AI Atlas
Intermediate· ~2 min read#batch-normalization#layer-norm#training-stability

Batch Normalization

Stabilizing layer activations

Normalizes a layer's activations using mini-batch statistics — speeds up training and stabilizes deep networks.

BATCH NORMALIZATIONWithout BNshifting activationsBNAfter BNcentered, stableStabilizes per-layer input distributions for faster, steadier training.
Definition

In a deep network, each layer's output feeds the next. If activation distributions keep shifting layer to layer (internal covariate shift), every layer chases a moving target — training slows and grows unstable. Batch normalization fixes this by normalizing each layer's input by the mini-batch's mean and standard deviation.

Mechanism: per batch, compute mean and variance per feature dimension, normalize, then rescale and shift with two learnable parameters (γ and β). γ and β let the model decide its preferred distribution. At inference time, running averages tracked during training are used in place of batch statistics.

DATASET ROWS:
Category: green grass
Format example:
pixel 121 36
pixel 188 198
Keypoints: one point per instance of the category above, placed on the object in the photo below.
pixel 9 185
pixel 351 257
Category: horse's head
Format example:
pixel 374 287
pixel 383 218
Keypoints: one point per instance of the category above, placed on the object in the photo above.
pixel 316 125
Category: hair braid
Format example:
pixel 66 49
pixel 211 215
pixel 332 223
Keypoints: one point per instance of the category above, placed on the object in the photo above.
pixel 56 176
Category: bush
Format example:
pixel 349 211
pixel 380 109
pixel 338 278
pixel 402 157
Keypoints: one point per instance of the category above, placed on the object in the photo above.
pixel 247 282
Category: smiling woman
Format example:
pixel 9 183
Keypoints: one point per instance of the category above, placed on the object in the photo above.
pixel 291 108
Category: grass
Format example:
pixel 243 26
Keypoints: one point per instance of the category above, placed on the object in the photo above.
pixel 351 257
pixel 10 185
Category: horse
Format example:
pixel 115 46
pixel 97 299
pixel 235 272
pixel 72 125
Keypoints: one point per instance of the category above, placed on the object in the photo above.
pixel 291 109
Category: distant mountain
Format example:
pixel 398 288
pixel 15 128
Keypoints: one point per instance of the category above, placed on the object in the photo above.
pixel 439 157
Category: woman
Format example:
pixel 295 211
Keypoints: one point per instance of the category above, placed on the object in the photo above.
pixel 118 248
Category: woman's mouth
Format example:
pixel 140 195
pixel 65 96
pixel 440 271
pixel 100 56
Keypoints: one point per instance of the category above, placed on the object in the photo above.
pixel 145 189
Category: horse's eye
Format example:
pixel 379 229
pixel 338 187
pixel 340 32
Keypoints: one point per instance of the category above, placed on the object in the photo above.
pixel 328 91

TO DO:
a. According to the batch normalization page, why do shifting activation distributions slow down training?
b. Retype the listing from the line holding "Category: grass" through the end of the listing, inclusive.

THE REPLIES:
a. Each layer's output feeds the next layer. When activation distributions keep shifting from layer to layer, every layer ends up chasing a moving target, so training slows down and becomes unstable.

b.
Category: grass
Format example:
pixel 243 26
Keypoints: one point per instance of the category above, placed on the object in the photo above.
pixel 351 257
pixel 10 185
Category: horse
Format example:
pixel 115 46
pixel 97 299
pixel 235 272
pixel 72 125
Keypoints: one point per instance of the category above, placed on the object in the photo above.
pixel 291 109
Category: distant mountain
Format example:
pixel 398 288
pixel 15 128
Keypoints: one point per instance of the category above, placed on the object in the photo above.
pixel 439 157
Category: woman
Format example:
pixel 295 211
Keypoints: one point per instance of the category above, placed on the object in the photo above.
pixel 118 248
Category: woman's mouth
Format example:
pixel 140 195
pixel 65 96
pixel 440 271
pixel 100 56
Keypoints: one point per instance of the category above, placed on the object in the photo above.
pixel 145 189
Category: horse's eye
Format example:
pixel 379 229
pixel 338 187
pixel 340 32
Keypoints: one point per instance of the category above, placed on the object in the photo above.
pixel 328 91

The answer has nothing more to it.